→ **Kutipan Teks**:
Bentonit mengandung mineral
montmorillonit yang mempunyai struktur berlapis, bahan-bahan berlapis umumnya
mampu menginterkalasi senyawa organik, ion serta senyawa anorganik. Selain itu
bahan-bahan berlapis juga digunakan sebagai adsorben, pemucat, katalis serta
bahan fotofungsional (Karna Wijaya, 2002). Bentonit selain dapat digunakan
sebagai adsorben, juga dapat digunakan sebagai flokulan yaitu dengan cara
menginterkalasi senyawa organik seperti surfaktan kedalam lapisannya. Dalam
pengolahan limbah cair tahu digunakan proses koagulasi-flokulasi, pada proses
koagulasi terjadi destabilisasi koloid dan partikel dalam air akibat dari
pengadukan yang cepat dan pemberian bahan. Proses ini berlanjut sampai
terbentuk inti flok, setelah terbentuk inti flok diikuti oleh proses folukasi.
Dimana terjadi penggabungan antara inti flok satu dengan yang lain menjadi
berukuran lebih besar sehingga memungkinkan partikel tersebut dapat mengendap
(Stumm & Morgan, 1996). Berdasarkan uraian diatas, maka dilakukan
penelitian tentang pengaruh pemberian flokulan pada limbah cair tahu dalam menurunkan kadar COB, BOD, dan TSS
dengan menggunanakan flokulan organoclay bentonit-polydadmac serta penambahan
koagulan PAC.
B. Batasan Masalah
1.
Koagulan yang akan digunakan yaitu PAC
sedangkan untuk flokulan adalah organoclay
bentonit-polydadmac ?
2.
Jenis bentonit yang digunakan adalah
Na-monmorillonit
3.
Parameter yang diuji adalah COD, BOD,
dan TSS
C. Rumusan Masalah
1.
Bagaimana pengaruh penambahan flokulan
organoclay bentonit-polydadmac pada pengolahan limbah cair tahu ?
2. Bagaimana
kadar COD, BOD, dan TSS sebelum dan sesudah dilakukan penambahan flokulan
organoclay bentonit-polydadmac ?
3. Bagaimana
pengaruh massa dan waktu kontak terhadap efesiensi penurunan kadar COD, BOD,
dan TSS limbah cair tahu oleh flokulan
organoclay bentonit-polydadmac?

→ **Baris Data**:
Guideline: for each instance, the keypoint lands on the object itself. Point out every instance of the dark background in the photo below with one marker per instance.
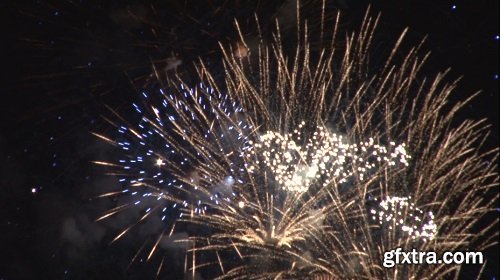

→ **Latihan**:
A - Sebutkan semua kegunaan bahan-bahan berlapis yang disebutkan dalam kutipan teks tentang bentonit.
B - Menurut kutipan teks tentang bentonit, jenis bentonit apa yang digunakan dalam penelitian ini?
C - Lanjutkan kutipan teks tentang bentonit mulai dari bagian setelah butir rumusan masalah yang terakhir.

→ **Jawaban Tiap Tugas**:
A - Adsorben, pemucat, katalis, dan bahan fotofungsional.

B - Na-monmorillonit.

C -
D. Tujuan Penelitian
1. Mengetahui
pengaruh penambahan flokulan organoclay bentonit-polydadmac pada pengolahan
limbah cair tahu
2. Mengetahui
kadar COD, BOD, dan TSS sebelum dan sesudah dilakukan penambahan flokulan
organoclay bentonit-polydadmac
3. Mengetahui
pengaruh massa dan waktu kontak organoclay terhadap penurunan kadar COD, BOD,
dan TSS pada limbah cair tahu
E. Manfaat Penelitian
Penelitian
ini diharapkan dapat memberikan informasi tentang karakteristik bentonit yang
diinterkalasi dengan polydadmac sebagai flokulan pada proses pegolahan limbah
cair tahu dengan penambahan koagulan PAC serta dapat dimanfaatkan sebagai
alternativ dalam mengurangi pencemaran lingkungan yang disebabkan limbah cair
tahu.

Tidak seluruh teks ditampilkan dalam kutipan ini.